* [Task 1]
Answer these questions about the hospital price transparency text:
(a) On whose website did the hospital associations publish their statement?
(b) What daily civil monetary penalty does the rule propose?
(c) In what year was the Procedure Price Lookup tool launched?
* [Task 2] Please repeat everything in the hospital price transparency text from "CMS is also" down to "for Medicare beneficiaries.".

Indeed, a collaborative of hospital associations—the American Hospital Association, America’s Essential Hospitals, the Association of American Medical Colleges, the Children’s Hospital Association, and the Federation of American Hospitals—issued a strongly worded statement sharply criticizing the proposed rule, and published it on the AHA’s website. The statement read: “Hospitals and health systems want to ensure that patients have access to information they need to choose their health care, including their out-of-pocket obligations. This rule, however, is a misguided attempt to improve price transparency for patients because it fails to give them the information they need. Disclosing the negotiated rate between insurers and hospitals will not help patients make decisions about their care. Instead, this disclosure could harm patients by reducing patient access to care. This is the wrong approach to price transparency, and the administration should reverse course on this provision.”
KHN’s Julie Appleby continued in that report, “Final rules might differ from the proposal — and the courts will be asked to weigh in. But the move could help lift the secrecy that has long surrounded what patients, employers and insurers pay for medical services.”
CMS’s announcement went on to say that, “In order to ensure hospitals comply with the requirements detailed above, the rule proposes new enforcement tools including monitoring, auditing, corrective action plans, and civil monetary penalties of $300 per day. The agency is also soliciting feedback on the best way to capture information on the quality of hospital inpatient care so that information can be provided to patients in a way that is useful for them when comparing care options. The price transparency proposals, along with the Procedure Price Lookup tool launched in 2018, which allows patients to compare Medicare prices for procedures done in hospital outpatient departments and ambulatory surgery centers, would give beneficiaries the ability to compare out-of-pocket costs across different settings of care and would allow patients to work with their clinicians to choose the setting that best meets their needs. These proposals will empower all patients with pricing information to help them make healthcare decisions that work best for them.”
CMS is also proposing several policies that would give Medicare beneficiaries more choices in where they seek care that would lower their out-of-pocket costs. In last year’s final rule, the Trump Administration began a two-year phase-in to remove the significant payment disparity between Medicare payment for clinic visits in certain off-campus hospital outpatient departments versus the physician office setting, which was driving volume increases in the outpatient setting. CMS will complete the phase-in of the policy in CY 2020, which will result in lower copayments for Medicare beneficiaries.

* [Extracted material]
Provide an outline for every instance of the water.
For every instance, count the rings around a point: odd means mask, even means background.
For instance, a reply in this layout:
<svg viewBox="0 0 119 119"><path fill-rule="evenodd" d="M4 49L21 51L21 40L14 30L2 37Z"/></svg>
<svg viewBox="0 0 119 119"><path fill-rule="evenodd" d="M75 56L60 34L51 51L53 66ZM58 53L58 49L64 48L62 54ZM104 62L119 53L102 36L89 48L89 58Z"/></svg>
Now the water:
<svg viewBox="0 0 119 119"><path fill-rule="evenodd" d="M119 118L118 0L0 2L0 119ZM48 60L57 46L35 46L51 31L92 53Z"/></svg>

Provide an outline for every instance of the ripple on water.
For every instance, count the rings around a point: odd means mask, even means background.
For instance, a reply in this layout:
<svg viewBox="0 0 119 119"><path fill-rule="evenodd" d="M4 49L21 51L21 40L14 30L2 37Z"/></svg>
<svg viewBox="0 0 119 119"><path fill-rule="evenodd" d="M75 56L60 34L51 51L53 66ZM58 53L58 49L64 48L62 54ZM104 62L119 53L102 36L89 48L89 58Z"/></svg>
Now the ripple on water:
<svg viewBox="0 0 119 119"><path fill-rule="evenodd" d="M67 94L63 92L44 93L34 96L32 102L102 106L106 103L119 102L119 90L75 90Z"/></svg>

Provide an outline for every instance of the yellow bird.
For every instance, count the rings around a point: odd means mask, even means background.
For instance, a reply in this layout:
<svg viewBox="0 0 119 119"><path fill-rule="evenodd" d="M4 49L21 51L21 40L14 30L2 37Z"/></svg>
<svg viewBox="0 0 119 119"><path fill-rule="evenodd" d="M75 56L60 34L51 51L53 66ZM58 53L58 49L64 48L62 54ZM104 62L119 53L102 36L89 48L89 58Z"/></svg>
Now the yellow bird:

* [Exercise answer 1]
(a) The AHA's website.
(b) $300 per day.
(c) 2018.

* [Exercise answer 2]
CMS is also proposing several policies that would give Medicare beneficiaries more choices in where they seek care that would lower their out-of-pocket costs. In last year’s final rule, the Trump Administration began a two-year phase-in to remove the significant payment disparity between Medicare payment for clinic visits in certain off-campus hospital outpatient departments versus the physician office setting, which was driving volume increases in the outpatient setting. CMS will complete the phase-in of the policy in CY 2020, which will result in lower copayments for Medicare beneficiaries.